> [The problem]: Copy the data from its first line up to and including the line with "[[640, 667]]", swapping "dog leash" for "leather belt". Leave everything else unchanged.
──────── Data to use ────────
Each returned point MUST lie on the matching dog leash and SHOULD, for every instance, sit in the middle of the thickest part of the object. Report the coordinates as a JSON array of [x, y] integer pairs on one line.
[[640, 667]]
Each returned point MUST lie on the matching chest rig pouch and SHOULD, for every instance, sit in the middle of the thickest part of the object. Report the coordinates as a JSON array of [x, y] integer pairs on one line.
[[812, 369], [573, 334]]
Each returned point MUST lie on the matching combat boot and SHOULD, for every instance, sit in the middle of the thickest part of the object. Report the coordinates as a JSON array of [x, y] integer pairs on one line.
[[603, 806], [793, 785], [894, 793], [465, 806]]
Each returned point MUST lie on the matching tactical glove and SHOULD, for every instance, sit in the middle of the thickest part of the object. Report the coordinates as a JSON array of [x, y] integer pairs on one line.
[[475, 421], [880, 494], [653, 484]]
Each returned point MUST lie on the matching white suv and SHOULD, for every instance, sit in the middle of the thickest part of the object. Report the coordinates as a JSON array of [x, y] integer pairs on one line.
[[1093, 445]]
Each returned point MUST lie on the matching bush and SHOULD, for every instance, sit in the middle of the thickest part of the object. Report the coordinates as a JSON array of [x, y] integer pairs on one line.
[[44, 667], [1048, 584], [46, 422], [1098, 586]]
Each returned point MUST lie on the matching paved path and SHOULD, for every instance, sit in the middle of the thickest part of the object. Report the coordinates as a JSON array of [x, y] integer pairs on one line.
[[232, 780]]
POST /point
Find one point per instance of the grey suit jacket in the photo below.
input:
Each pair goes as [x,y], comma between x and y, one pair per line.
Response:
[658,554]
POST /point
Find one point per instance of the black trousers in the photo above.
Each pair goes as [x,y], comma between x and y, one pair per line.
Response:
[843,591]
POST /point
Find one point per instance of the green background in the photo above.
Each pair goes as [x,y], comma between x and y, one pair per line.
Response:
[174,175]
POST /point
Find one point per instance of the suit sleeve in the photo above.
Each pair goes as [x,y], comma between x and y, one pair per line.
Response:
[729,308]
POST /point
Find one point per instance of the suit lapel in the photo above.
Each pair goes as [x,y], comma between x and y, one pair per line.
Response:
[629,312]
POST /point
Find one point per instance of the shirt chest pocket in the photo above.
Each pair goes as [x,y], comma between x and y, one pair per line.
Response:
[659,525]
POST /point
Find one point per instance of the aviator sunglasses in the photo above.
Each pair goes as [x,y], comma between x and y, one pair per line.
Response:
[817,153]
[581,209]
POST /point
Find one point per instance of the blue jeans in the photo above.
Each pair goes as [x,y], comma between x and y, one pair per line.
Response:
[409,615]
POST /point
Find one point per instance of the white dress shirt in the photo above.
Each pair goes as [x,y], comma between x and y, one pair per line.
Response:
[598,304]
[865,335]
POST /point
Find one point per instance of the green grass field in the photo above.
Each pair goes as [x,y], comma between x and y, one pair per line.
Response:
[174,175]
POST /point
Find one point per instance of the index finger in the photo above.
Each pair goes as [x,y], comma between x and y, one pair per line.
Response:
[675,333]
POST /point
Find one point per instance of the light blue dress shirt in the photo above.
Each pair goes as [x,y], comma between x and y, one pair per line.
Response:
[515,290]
────────
> [Reply to the exercise]:
Each returned point MUST lie on the matching leather belt and SHOULD, for every instance, sit in the middle of the thickest part of the object. Report the coordinates as a JSON array of [x, y] integer pairs on one line.
[[640, 667]]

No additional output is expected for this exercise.